WHAT IS EXPECTED> For each statement, (a), (b), and (c), say yes or no to whether the Xiang Hengqing profile agrees with it, and quote the words from the profile that settle it. (a) Xiang Hengqing was born in Qingdao. (b) He played as a forward. (c) He managed Shenzhen FC before he managed Yunnan Hongta.

Xiang Hengqing 相恒庆

Personal information
- Full name: Xiang Hengqing
- Date of birth: 15 July 1947
- Place of birth: Qingdao, Shandong, China
- Date of death: 29 June 2015 (aged 67)
- Place of death: Beijing, China
- Height: 1.76 m (5 ft 9+1⁄2 in)
- Position: Defender

Youth career
- 1964–1972: Shandong Youth football team

Senior career*
- Years: Team / Apps / (Gls)
- 1973–1980: Shandong team

International career
- 1970–1980: China / 23 / (0)

Managerial career
- Shandong Youth football team
- Shandong team
- 1997–1998: Shenzhen FC
- 1999–2000: Yunnan Hongta
- 2001–?: Shandong Women

Medal record
Men's football
Representing China
AFC Asian Cup
| Bronze medal – third place | 1976 Iran | Team |
Asian Games
| Bronze medal – third place | 1978 Bangkok | Football |

= Xiang Hengqing =

Chinese footballer

Xiang Hengqing (相恒庆; 15 July 1947 – 29 June 2015) was a Chinese footballer who played for China PR in the 1976 Asian Cup.

Region pointing data:
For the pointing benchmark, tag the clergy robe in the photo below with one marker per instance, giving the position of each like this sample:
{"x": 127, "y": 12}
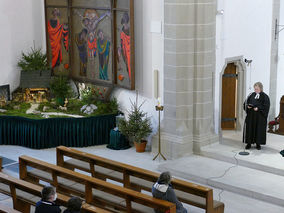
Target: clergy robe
{"x": 256, "y": 121}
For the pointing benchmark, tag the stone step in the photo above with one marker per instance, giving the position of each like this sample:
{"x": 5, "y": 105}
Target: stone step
{"x": 245, "y": 181}
{"x": 266, "y": 160}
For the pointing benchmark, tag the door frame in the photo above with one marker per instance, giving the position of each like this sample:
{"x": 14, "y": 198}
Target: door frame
{"x": 241, "y": 90}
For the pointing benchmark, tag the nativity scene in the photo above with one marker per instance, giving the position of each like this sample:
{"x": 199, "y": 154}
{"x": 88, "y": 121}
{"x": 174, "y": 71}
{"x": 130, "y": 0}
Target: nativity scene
{"x": 142, "y": 106}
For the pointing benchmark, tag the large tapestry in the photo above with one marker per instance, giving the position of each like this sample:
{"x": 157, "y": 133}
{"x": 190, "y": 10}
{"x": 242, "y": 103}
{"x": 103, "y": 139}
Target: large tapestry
{"x": 92, "y": 40}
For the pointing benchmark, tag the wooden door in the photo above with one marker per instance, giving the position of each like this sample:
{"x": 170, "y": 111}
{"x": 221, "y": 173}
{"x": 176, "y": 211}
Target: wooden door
{"x": 229, "y": 97}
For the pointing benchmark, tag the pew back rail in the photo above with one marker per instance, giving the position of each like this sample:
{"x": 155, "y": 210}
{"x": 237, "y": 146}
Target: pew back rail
{"x": 136, "y": 178}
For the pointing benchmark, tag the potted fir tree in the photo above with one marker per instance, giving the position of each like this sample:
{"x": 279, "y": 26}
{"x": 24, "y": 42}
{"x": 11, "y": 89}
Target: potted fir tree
{"x": 60, "y": 89}
{"x": 137, "y": 127}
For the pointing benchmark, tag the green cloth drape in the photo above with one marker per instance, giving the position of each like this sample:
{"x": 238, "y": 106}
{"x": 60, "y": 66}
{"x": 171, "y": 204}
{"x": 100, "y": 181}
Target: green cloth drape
{"x": 52, "y": 132}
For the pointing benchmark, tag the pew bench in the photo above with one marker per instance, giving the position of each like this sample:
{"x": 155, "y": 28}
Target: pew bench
{"x": 95, "y": 191}
{"x": 6, "y": 209}
{"x": 136, "y": 178}
{"x": 0, "y": 163}
{"x": 24, "y": 194}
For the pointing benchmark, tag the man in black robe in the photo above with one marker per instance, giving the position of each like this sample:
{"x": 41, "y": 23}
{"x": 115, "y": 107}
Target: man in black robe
{"x": 257, "y": 108}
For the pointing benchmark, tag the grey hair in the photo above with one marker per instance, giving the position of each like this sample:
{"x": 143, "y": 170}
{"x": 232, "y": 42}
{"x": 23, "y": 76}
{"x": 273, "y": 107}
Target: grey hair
{"x": 165, "y": 178}
{"x": 47, "y": 192}
{"x": 259, "y": 84}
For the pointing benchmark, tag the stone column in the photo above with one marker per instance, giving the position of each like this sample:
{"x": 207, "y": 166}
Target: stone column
{"x": 274, "y": 61}
{"x": 189, "y": 64}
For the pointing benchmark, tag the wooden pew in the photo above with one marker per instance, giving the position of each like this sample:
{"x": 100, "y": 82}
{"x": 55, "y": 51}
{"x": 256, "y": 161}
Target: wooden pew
{"x": 95, "y": 191}
{"x": 136, "y": 178}
{"x": 6, "y": 209}
{"x": 24, "y": 194}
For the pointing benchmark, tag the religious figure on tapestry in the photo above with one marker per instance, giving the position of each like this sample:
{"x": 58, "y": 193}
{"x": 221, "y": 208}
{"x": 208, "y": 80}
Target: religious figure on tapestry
{"x": 92, "y": 45}
{"x": 103, "y": 53}
{"x": 90, "y": 20}
{"x": 124, "y": 49}
{"x": 81, "y": 41}
{"x": 57, "y": 32}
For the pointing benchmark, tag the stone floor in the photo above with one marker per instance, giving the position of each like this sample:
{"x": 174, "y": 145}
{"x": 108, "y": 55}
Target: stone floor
{"x": 253, "y": 184}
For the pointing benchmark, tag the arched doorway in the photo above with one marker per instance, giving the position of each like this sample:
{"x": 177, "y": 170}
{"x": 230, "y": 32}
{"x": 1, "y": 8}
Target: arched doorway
{"x": 229, "y": 97}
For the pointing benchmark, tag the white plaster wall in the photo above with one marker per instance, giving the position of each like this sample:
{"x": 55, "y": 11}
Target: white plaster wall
{"x": 280, "y": 73}
{"x": 21, "y": 24}
{"x": 243, "y": 30}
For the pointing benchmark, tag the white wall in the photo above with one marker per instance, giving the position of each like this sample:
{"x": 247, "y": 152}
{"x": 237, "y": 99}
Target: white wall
{"x": 244, "y": 30}
{"x": 21, "y": 23}
{"x": 280, "y": 73}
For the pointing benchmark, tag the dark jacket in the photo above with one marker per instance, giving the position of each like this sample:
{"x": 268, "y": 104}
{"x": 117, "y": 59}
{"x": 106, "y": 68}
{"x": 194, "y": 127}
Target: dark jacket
{"x": 166, "y": 192}
{"x": 47, "y": 207}
{"x": 68, "y": 211}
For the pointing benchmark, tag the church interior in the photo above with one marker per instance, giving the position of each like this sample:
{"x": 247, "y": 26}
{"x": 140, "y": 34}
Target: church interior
{"x": 142, "y": 106}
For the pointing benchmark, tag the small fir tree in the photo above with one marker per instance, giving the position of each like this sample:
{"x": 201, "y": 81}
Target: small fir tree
{"x": 138, "y": 125}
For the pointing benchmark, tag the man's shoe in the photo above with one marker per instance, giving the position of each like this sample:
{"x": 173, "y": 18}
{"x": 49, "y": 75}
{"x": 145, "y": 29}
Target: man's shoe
{"x": 248, "y": 146}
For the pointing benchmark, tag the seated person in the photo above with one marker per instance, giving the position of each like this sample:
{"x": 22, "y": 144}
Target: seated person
{"x": 74, "y": 205}
{"x": 47, "y": 205}
{"x": 163, "y": 190}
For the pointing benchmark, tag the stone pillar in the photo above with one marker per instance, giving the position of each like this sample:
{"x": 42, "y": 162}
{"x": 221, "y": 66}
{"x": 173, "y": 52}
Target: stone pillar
{"x": 274, "y": 61}
{"x": 189, "y": 64}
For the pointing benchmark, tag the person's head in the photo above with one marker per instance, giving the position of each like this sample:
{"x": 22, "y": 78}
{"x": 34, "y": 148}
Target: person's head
{"x": 48, "y": 193}
{"x": 258, "y": 87}
{"x": 165, "y": 178}
{"x": 91, "y": 36}
{"x": 100, "y": 34}
{"x": 86, "y": 22}
{"x": 74, "y": 204}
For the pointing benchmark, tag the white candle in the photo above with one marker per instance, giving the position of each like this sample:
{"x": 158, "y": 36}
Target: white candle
{"x": 159, "y": 102}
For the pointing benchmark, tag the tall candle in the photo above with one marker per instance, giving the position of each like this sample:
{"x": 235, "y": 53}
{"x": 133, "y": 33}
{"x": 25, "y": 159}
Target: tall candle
{"x": 159, "y": 102}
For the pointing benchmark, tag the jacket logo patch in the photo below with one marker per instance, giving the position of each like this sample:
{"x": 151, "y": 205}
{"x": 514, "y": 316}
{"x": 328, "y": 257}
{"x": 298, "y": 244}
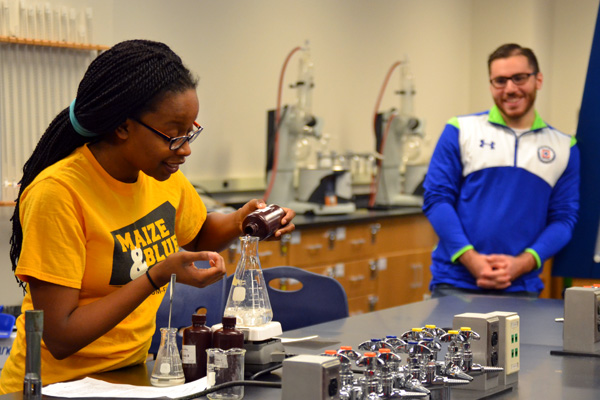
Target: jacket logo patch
{"x": 483, "y": 143}
{"x": 546, "y": 154}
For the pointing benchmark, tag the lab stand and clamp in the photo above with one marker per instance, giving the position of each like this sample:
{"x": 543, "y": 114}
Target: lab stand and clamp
{"x": 323, "y": 188}
{"x": 399, "y": 140}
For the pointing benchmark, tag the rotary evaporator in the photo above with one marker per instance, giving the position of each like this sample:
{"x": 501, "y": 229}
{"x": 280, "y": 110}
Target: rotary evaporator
{"x": 322, "y": 186}
{"x": 400, "y": 137}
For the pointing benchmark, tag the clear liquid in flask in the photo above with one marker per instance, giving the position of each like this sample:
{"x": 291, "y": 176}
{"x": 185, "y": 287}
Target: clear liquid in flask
{"x": 248, "y": 299}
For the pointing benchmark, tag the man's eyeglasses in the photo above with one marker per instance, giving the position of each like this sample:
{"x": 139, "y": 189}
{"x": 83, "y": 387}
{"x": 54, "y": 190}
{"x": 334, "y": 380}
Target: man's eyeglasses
{"x": 177, "y": 142}
{"x": 500, "y": 82}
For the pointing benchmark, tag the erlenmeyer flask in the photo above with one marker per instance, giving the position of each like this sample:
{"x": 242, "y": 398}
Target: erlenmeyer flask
{"x": 248, "y": 298}
{"x": 167, "y": 370}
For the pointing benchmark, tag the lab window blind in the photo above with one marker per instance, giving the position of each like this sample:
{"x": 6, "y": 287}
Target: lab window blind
{"x": 36, "y": 83}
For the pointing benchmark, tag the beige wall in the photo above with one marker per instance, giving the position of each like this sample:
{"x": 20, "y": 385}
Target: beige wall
{"x": 237, "y": 48}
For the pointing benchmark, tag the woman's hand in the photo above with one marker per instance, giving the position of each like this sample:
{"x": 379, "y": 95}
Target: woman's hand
{"x": 182, "y": 264}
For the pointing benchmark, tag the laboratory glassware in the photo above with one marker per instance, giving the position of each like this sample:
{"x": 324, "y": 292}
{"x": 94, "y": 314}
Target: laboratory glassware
{"x": 248, "y": 299}
{"x": 225, "y": 366}
{"x": 167, "y": 370}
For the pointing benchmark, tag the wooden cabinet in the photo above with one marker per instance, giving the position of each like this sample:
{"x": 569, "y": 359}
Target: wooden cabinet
{"x": 270, "y": 254}
{"x": 381, "y": 262}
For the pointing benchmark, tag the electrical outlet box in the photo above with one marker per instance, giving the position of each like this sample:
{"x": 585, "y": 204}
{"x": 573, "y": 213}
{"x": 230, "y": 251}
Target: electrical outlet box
{"x": 485, "y": 350}
{"x": 509, "y": 346}
{"x": 581, "y": 330}
{"x": 311, "y": 377}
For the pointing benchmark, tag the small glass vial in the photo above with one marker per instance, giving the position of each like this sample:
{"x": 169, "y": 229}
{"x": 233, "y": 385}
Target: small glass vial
{"x": 168, "y": 370}
{"x": 228, "y": 337}
{"x": 196, "y": 339}
{"x": 264, "y": 222}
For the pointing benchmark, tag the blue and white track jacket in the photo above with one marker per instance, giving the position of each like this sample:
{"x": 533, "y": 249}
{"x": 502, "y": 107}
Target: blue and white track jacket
{"x": 489, "y": 190}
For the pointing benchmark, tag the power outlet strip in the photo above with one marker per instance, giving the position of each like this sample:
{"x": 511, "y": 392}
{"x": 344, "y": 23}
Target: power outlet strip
{"x": 582, "y": 320}
{"x": 509, "y": 349}
{"x": 485, "y": 350}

WORKED SOLUTION>
(a) Yes: "Place of birth: Qingdao, Shandong, China"
(b) No: "Position: Defender"
(c) Yes: "1997–1998: Shenzhen FC" and "1999–2000: Yunnan Hongta"